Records
■ ■ ■ ■ ■

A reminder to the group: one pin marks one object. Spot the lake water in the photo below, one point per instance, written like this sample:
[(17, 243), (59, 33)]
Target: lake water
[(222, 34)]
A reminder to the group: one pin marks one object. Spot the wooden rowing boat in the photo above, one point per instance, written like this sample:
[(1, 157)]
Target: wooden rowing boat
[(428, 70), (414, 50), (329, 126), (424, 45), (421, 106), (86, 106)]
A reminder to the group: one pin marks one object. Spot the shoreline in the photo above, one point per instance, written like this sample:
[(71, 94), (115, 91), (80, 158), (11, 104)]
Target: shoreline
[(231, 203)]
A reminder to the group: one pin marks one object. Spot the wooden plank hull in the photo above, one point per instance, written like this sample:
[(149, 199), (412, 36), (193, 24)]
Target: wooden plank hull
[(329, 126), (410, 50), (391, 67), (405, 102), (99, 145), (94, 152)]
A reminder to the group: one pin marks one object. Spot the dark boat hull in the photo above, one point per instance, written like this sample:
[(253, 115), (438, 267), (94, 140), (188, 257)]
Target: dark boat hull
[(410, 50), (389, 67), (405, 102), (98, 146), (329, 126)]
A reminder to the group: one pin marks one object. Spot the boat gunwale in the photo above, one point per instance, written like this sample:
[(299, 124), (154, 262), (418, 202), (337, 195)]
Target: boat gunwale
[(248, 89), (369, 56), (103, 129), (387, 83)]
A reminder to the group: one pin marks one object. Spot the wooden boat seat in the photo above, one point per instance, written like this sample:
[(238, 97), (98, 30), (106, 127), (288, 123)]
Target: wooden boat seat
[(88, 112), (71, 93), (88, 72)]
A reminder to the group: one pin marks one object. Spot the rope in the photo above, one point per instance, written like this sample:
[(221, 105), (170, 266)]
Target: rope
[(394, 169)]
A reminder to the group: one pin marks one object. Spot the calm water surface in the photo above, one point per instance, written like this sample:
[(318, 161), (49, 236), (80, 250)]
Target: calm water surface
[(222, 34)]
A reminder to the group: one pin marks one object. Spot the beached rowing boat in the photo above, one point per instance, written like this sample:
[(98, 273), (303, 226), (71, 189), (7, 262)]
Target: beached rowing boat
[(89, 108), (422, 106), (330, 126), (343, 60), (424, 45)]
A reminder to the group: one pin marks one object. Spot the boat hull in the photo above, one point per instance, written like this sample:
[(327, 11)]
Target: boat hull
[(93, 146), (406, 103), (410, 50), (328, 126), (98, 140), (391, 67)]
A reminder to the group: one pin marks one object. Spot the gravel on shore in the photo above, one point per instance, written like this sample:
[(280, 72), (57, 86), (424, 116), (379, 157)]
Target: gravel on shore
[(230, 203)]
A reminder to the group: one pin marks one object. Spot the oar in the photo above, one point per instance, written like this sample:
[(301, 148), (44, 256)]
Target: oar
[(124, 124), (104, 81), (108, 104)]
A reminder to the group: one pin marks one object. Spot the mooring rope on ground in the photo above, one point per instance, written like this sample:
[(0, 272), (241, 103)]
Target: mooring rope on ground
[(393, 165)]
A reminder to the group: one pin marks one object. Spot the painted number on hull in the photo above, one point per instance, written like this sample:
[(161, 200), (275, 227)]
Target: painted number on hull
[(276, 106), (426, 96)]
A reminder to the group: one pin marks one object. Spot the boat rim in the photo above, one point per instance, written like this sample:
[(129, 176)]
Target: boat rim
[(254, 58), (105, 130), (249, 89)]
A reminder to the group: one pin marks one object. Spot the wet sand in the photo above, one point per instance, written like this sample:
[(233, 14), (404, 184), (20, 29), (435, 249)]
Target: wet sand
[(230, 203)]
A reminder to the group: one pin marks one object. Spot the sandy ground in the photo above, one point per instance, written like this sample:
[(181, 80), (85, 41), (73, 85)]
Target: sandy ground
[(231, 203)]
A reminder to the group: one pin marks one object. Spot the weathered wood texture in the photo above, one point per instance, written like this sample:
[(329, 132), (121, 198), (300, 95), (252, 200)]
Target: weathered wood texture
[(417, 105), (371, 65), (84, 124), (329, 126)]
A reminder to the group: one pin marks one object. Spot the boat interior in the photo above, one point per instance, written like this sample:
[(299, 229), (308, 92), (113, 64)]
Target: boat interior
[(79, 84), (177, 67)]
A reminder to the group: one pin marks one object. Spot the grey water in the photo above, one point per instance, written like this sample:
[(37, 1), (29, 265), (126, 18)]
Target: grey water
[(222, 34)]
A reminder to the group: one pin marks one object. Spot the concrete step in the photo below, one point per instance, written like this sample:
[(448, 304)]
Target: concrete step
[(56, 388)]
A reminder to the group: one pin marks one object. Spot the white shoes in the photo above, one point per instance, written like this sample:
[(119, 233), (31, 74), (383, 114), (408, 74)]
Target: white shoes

■ ■ ■ ■ ■

Exercise directions: Please write out every one of the records above word for word, without changing anything.

Output for this task:
A reminder to the group: one pin marks one object. Spot the lake water in the photo below, one point per instance, written like this sample:
[(17, 243), (59, 33)]
Target: lake water
[(222, 34)]
A reminder to the group: one pin marks one object. Spot the wooden rowing boat in the photo above, one point per instance, written like this sample:
[(1, 157)]
Target: wooden rowing boat
[(428, 70), (414, 50), (329, 126), (424, 45), (421, 106), (86, 106)]
A reminder to the group: one pin marks one object. Spot the shoreline in the photo above, one point per instance, written like this sample:
[(71, 94), (115, 91), (80, 158), (11, 104)]
Target: shoreline
[(231, 203)]
A reminder to the group: one pin marks one object. Spot the wooden plank hull in the photo above, one point per instance, written like this sample:
[(149, 199), (412, 36), (193, 24)]
Target: wooden plank hull
[(329, 126), (410, 50), (391, 67), (405, 102), (99, 145), (94, 152)]
A reminder to the group: one pin marks one object. Spot the dark boat hull in the photo above, one point per instance, written like this sample:
[(253, 115), (438, 267), (94, 140), (188, 257)]
Target: dark boat hull
[(410, 50), (389, 67), (405, 102), (98, 146), (329, 126)]
A reminder to the group: one pin marks one object. Spot the boat gunwale in the photo above, one point per instance, written like this sample:
[(299, 124), (154, 262), (418, 202), (337, 195)]
Target: boat gunwale
[(248, 89), (369, 56), (103, 129), (387, 83)]
A reminder to the group: one pin marks one object. Spot the wooden boat seat in the photo above, one point per instance, written like this sample:
[(238, 97), (98, 30), (106, 127), (288, 123)]
Target: wooden boat seat
[(88, 112), (71, 93), (88, 72)]
A reminder to the group: one pin marks one object. Spot the rope in the photo above, one point per instance, written like this sample:
[(221, 105), (170, 266)]
Target: rope
[(394, 169)]
A reminder to the group: one pin marks one object. Spot the calm water surface in the photo above, one point per instance, written like this sample:
[(318, 161), (49, 236), (80, 250)]
Target: calm water surface
[(222, 34)]
A reminder to the group: one pin marks one object. Spot the beached rowing boat in the photo above, one point per instance, written like this sample:
[(98, 273), (303, 226), (71, 189), (7, 262)]
Target: beached rowing boat
[(89, 108), (422, 106), (330, 126), (343, 60), (424, 45)]
A reminder to the group: one pin marks one object. Spot the boat hull in the photo above, one point per instance, written like this sample:
[(327, 11)]
Target: boat hull
[(93, 146), (406, 103), (410, 50), (328, 126), (98, 140), (391, 67)]
A reminder to the group: one pin marks one object. Spot the gravel on shore in the photo above, one point per instance, written like this sample:
[(280, 72), (57, 86), (424, 116), (379, 157)]
Target: gravel on shore
[(230, 203)]
A reminder to the group: one pin marks one object. Spot the oar in the photo above, one point per instance, written like this sample:
[(301, 148), (44, 256)]
Target: oar
[(124, 124), (104, 81), (108, 104)]
A reminder to the group: one pin marks one object. Spot the mooring rope on ground in the photo above, one point per instance, written like this sample:
[(0, 272), (241, 103)]
Target: mooring rope on ground
[(393, 165)]
A reminder to the group: one pin marks one object. Spot the painted number on hull in the photo above, one point per instance, written like this sample:
[(161, 200), (275, 227)]
Target: painted number on hull
[(276, 106), (426, 96)]
A reminder to the group: one pin marks one object. Spot the boat rim in the photo above, one point per instance, written like this sample:
[(129, 176)]
Target: boat rim
[(254, 58), (105, 130), (249, 89)]
A reminder to the group: one pin marks one object. Spot the wet sand in the photo above, one point per instance, written like this sample:
[(233, 14), (404, 184), (20, 29), (435, 249)]
Target: wet sand
[(230, 203)]
A reminder to the group: one pin marks one object. Spot the sandy ground in the photo above, one point per instance, written like this sample:
[(181, 80), (85, 41), (73, 85)]
Target: sandy ground
[(231, 203)]
A reminder to the group: one pin marks one object. Spot the weathered wood texture in the photo above, one point per instance, written like this sample:
[(329, 132), (121, 198), (300, 95), (252, 200)]
Target: weathered wood texture
[(417, 105), (371, 65), (84, 124), (329, 126)]
A reminder to the group: one pin marks one object. Spot the boat interior in the photo above, one point per instance, written like this sample:
[(299, 229), (308, 92), (113, 64)]
Target: boat interior
[(79, 84), (177, 67)]
A reminder to the group: one pin marks one object. Spot the grey water in the photo above, one point per instance, written like this sample:
[(37, 1), (29, 265), (126, 18)]
Target: grey water
[(222, 34)]
A reminder to the group: one pin marks one object. Spot the concrete step in the photo below, one point per instance, written like this sample:
[(448, 304)]
Target: concrete step
[(56, 388)]
A reminder to the group: one pin marks one object. Spot the white shoes in the photo above, one point per instance, written like this sample:
[(119, 233), (31, 74), (383, 114), (408, 74)]
Target: white shoes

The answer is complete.